* What is needed *
Drop the pictures and extract exactly the lines from the one that contains "# locate iron" through the end of the material.

* Rows *
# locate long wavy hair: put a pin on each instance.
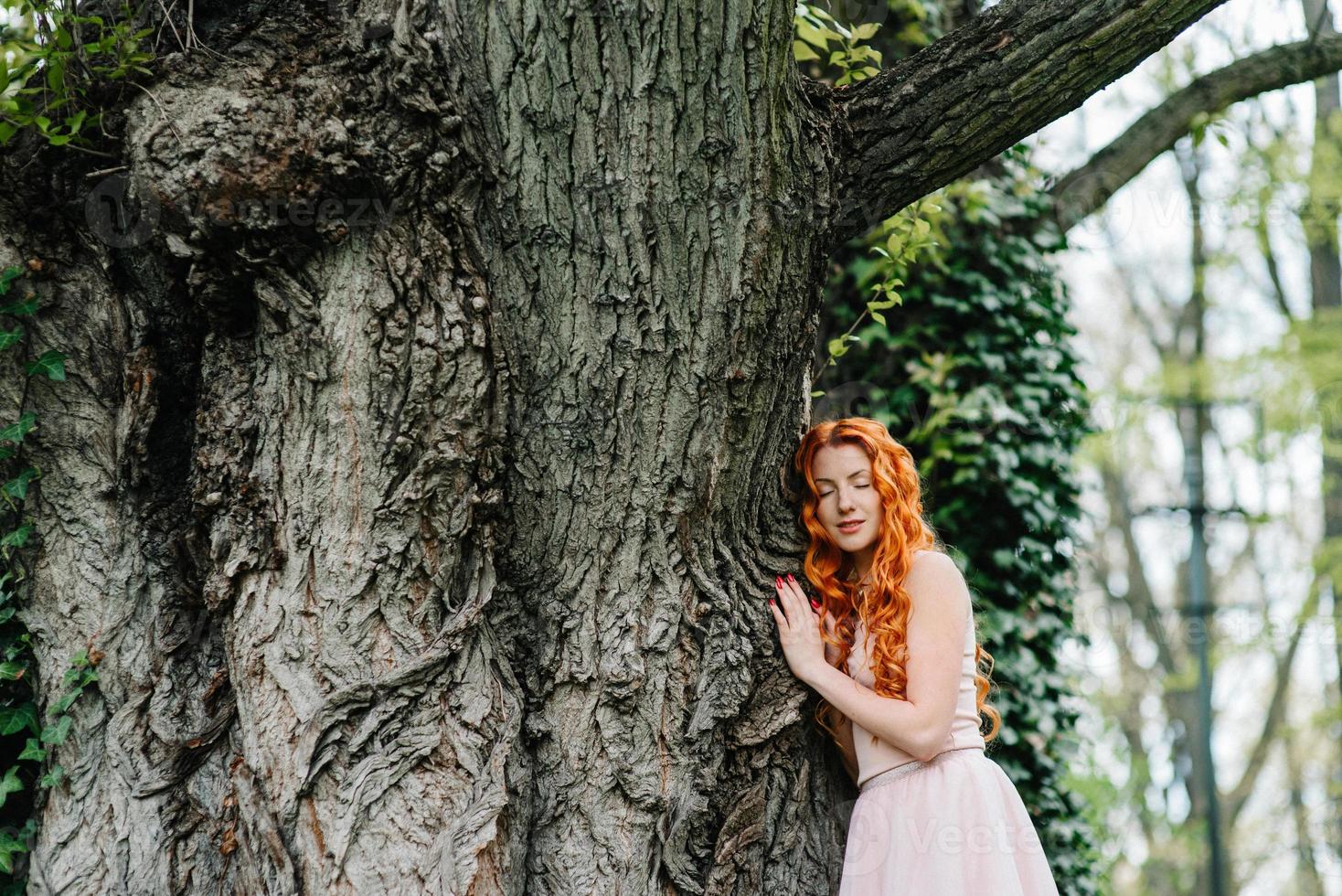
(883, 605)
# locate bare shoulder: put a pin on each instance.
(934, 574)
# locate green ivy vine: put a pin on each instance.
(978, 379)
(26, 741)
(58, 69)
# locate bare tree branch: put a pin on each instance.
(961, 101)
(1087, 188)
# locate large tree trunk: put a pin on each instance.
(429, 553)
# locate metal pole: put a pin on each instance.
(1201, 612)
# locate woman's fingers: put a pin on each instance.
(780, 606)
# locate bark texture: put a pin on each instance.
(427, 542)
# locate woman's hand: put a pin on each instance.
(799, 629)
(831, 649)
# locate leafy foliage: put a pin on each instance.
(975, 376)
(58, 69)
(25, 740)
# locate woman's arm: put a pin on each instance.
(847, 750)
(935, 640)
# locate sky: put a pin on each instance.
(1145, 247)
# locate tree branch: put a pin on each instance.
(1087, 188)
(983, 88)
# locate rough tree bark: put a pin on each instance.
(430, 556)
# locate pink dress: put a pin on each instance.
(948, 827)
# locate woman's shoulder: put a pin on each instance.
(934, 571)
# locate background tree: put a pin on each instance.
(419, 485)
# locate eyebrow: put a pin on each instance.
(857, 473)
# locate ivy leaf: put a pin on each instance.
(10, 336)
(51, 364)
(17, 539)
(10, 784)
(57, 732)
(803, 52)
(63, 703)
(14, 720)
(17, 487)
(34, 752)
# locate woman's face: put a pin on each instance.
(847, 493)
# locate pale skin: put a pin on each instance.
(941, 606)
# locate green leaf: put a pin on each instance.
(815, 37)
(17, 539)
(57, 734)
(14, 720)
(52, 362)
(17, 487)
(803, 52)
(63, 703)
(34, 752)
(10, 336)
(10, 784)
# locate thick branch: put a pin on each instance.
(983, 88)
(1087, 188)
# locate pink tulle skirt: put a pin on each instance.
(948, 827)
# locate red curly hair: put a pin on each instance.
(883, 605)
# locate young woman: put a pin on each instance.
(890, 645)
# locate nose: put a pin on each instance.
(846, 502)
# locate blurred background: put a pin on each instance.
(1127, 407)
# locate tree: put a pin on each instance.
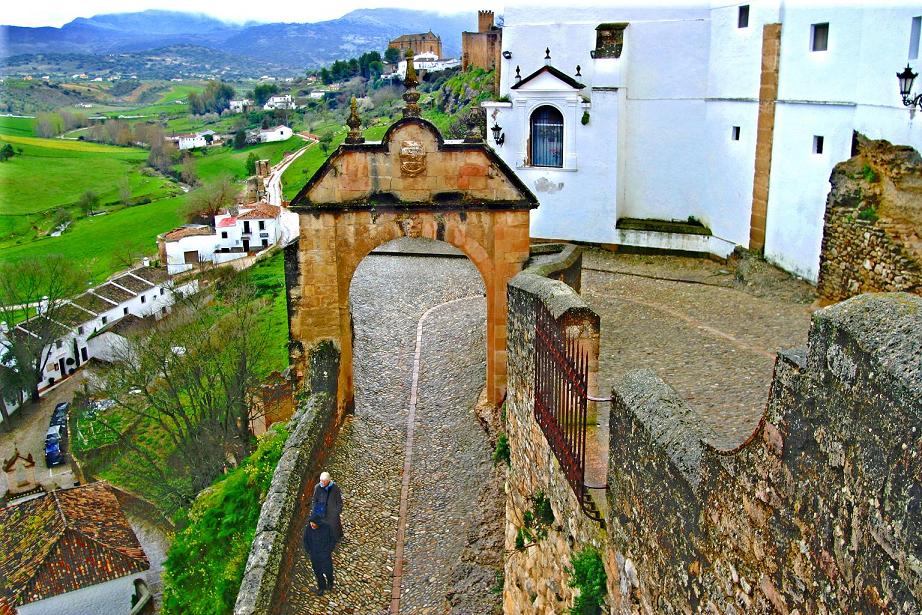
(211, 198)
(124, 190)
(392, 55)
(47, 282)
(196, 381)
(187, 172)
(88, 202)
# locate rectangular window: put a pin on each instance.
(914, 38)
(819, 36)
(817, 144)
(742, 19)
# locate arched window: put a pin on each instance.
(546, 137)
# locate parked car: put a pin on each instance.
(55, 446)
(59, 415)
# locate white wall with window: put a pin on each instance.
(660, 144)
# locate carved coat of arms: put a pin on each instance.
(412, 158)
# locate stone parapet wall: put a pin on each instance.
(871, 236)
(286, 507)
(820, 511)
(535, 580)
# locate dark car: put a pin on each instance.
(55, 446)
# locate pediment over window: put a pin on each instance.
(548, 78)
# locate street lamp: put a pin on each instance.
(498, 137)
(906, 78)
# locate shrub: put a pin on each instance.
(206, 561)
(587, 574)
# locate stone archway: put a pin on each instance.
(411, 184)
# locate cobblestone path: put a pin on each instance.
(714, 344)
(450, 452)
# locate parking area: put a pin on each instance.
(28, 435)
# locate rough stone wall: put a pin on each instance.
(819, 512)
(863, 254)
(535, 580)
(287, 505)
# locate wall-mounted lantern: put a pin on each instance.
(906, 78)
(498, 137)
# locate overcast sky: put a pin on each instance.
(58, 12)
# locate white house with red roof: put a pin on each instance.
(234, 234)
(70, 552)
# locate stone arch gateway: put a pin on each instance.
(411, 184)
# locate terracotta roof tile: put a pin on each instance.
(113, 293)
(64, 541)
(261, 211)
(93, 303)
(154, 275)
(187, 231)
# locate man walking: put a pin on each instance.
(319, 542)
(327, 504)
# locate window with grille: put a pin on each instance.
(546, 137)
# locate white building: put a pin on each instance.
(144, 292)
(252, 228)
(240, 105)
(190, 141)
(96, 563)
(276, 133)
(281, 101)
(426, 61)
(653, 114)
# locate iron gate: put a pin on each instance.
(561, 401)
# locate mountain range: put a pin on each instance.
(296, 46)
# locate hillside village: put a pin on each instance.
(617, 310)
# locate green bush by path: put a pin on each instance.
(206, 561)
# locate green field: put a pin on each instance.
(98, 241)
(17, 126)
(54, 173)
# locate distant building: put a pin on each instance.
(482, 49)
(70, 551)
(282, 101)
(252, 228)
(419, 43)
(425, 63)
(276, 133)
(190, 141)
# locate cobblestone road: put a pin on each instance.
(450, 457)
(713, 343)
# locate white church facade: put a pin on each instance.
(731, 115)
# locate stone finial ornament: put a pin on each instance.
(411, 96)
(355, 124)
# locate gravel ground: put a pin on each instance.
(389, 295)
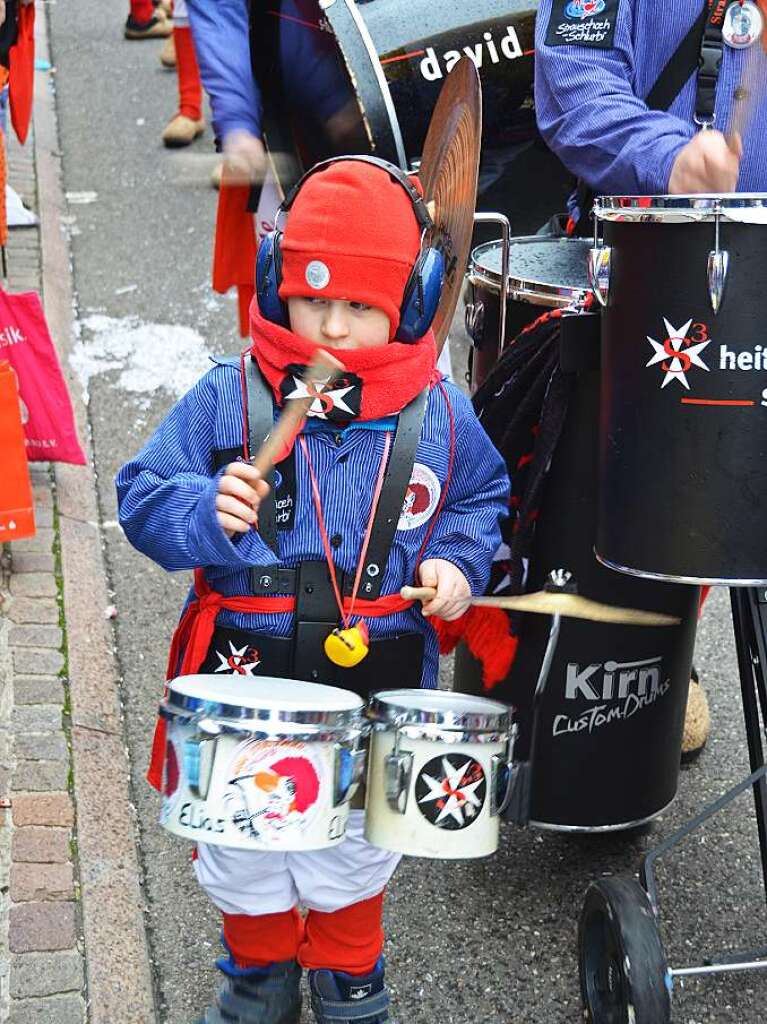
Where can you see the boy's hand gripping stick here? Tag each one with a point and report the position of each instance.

* Solution *
# locate iron gate: put a pin on each instance.
(561, 401)
# locate mountain range: put a pin on each instance.
(296, 46)
# locate hillside village: put a pin on each instance.
(617, 310)
# locate green bush by path: put a pin on each instance.
(206, 561)
# locate green field: put a pin on each instance.
(98, 241)
(17, 126)
(54, 173)
# locate distant building: put a pin on each instance.
(482, 49)
(70, 551)
(282, 101)
(252, 228)
(419, 43)
(425, 63)
(276, 133)
(190, 141)
# locate cobblestone road: put a pin on each instance.
(450, 457)
(713, 343)
# locate white church facade: put a pin on each instance.
(731, 115)
# locate stone finial ornament: put a pin on each instance.
(411, 96)
(355, 124)
# locate gravel ground: put a pin on each instance.
(389, 295)
Where can you see the boy's hand gripping stick here? Tag each one with a point and report the position of each instance.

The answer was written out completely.